Archives

Sivan 5763 – Responses to the College Issue

1 Sivan 5763

Dear JemSem Readers,

Below are three of the many letters I received in response to my Adar Bet letter on college issues, followed by my response.

Mrs. Chana Silver

***********************************

Dear Mrs. Silver,

Thank you for all the chizuk and eitzos you give to young girls and women through your letters on Jemsem.

Concerning your response to the three college age girls in the most recent Jemsem e-mail, while I agree wholeheartedly with your answer, I think that, with all due respect, you neglected some important pieces of information. The starting point, which you mentioned in your letter, that our primary and only-goal in life is avodas Hashem, is non negotiable. It’s the starting point, the middle, and the endpoint. There were other things, though, that as mechanchos, we have the responsibility to say – and to be neglect this is to do our chanichos a tremendous disservice – that while avodas Hashem is the only ikar in life, there is no mitzvah to be uneducated and poor. There are many, many women who are supporting learning husbands, as I myself do b’ezras Hashem, who are not struggling from day to day. As wonderful as the parenting skills are, children do not thrive as much when there is constant worry about money in the house. There is no question that in the United States (Israel may quite well be another story), a college degree in the majority of cases will raise a person’s salary significantly, and a Masters degree will raise it above that. We’re not talking about enough money to buy a house in Lawrence; we’re talking about basic subsistence for a frum family.

It’s a disservice to not even mention such a fact to these young, impressionable girls who don’t understand that to live a life of Torah, you need to do everything possible to make that life the best that it can be, mitoch the gashmius and ruchniyus. There is no reason whatsoever that a tremendous number of American kollel couples are living below the poverty line in certain areas, often due to the fact that the women do not possess any degree above high school. If seminary and twelve years of yeshiva served their purposes, then hopefully we can expect strong, erlich girls to be able to face the challenges of college. And few people except in the Ivy League, where clearly none of the letter writers were going, attend college for a full four years any more. Most people, with AP and other credits, can do it in two or three maximum. It’s grossly unfair to these girls to only present one side, let them know that their parents mean well, and that if they want to live a Torah life, they need to do everything possible within Halachic and hashkafic means to do it. All I’m asking you to do is to present fair pictures of both sides – or else these girls face the likely prospect (unless they marry rich, which is not b’yideihem) of living with much less simchas hachaim and menuchas hanefesh than they deserve.

::::

■ **Given exercise**:
Using the reading text, answer these questions:
1. In which month's letter did Mrs. Chana Silver first write about college issues?
2. What starting point does the writer of the response call non negotiable?
3. According to that writer, how long does college take most people with AP and other credits?
Rely only on the reading text for what follows.

■ **Supplied data**:
::::

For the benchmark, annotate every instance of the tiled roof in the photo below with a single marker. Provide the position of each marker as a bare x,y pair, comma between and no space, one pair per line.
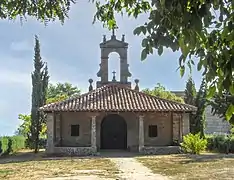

::::

■ **Result of this exercise**:
1. Adar Bet
2. That our primary and only goal in life is avodas Hashem
3. Two or three years maximum